Data for processing:
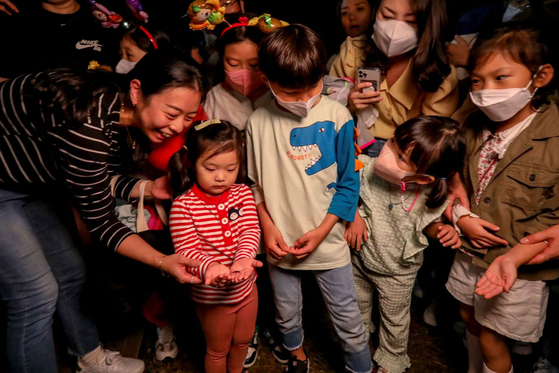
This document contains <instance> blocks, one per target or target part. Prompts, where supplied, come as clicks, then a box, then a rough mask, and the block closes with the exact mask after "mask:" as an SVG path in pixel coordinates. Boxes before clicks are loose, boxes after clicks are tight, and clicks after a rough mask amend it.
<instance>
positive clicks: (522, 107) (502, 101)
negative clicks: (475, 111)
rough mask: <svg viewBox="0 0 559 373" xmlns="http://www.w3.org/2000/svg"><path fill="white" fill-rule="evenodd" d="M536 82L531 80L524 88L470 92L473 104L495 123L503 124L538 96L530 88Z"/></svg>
mask: <svg viewBox="0 0 559 373" xmlns="http://www.w3.org/2000/svg"><path fill="white" fill-rule="evenodd" d="M533 81H534V80H533V79H532V80H530V82H529V83H528V85H527V86H526V87H524V88H507V89H482V90H480V91H475V92H470V97H471V99H472V102H473V103H474V104H475V105H476V106H477V107H479V108H480V110H481V111H483V112H484V113H485V115H487V117H488V118H489V119H491V120H492V121H494V122H503V121H505V120H508V119H510V118H512V117H513V116H515V115H516V114H517V113H518V112H519V111H520V110H522V109H523V108H524V107H525V106H526V105H527V104H528V103H529V102H530V101H531V100H532V97H533V96H534V94H536V91H537V90H538V89H537V88H536V89H534V93H532V92H530V89H529V88H530V86H531V85H532V82H533Z"/></svg>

Exercise objective: Pictures aside, restate all of the entries exactly.

Output for this exercise:
This document contains <instance> blocks, one per target or target part. Prompts, where supplied, come as clicks, then a box, then a rough mask, and the block closes with the exact mask after "mask:" as an SVG path in pixel coordinates. Boxes before clicks are loose, boxes after clicks are tight, and clicks after a rough mask amend it.
<instance>
positive clicks: (522, 107) (502, 101)
negative clicks: (475, 111)
rough mask: <svg viewBox="0 0 559 373" xmlns="http://www.w3.org/2000/svg"><path fill="white" fill-rule="evenodd" d="M536 82L531 80L524 88L470 92L473 104L495 123L503 124L538 96L530 88Z"/></svg>
mask: <svg viewBox="0 0 559 373" xmlns="http://www.w3.org/2000/svg"><path fill="white" fill-rule="evenodd" d="M533 81H534V80H533V79H532V80H530V82H529V83H528V85H527V86H526V87H524V88H507V89H482V90H480V91H475V92H470V97H471V99H472V102H473V103H474V104H475V105H476V106H477V107H479V108H480V110H481V111H483V112H484V113H485V115H487V117H488V118H489V119H491V120H492V121H494V122H503V121H505V120H508V119H510V118H512V117H513V116H515V115H516V114H517V113H518V112H519V111H520V110H522V109H523V108H524V107H525V106H526V105H527V104H528V103H529V102H530V101H531V100H532V97H533V96H534V94H536V91H537V90H538V89H537V88H536V89H534V93H532V92H530V89H529V88H530V86H531V85H532V82H533Z"/></svg>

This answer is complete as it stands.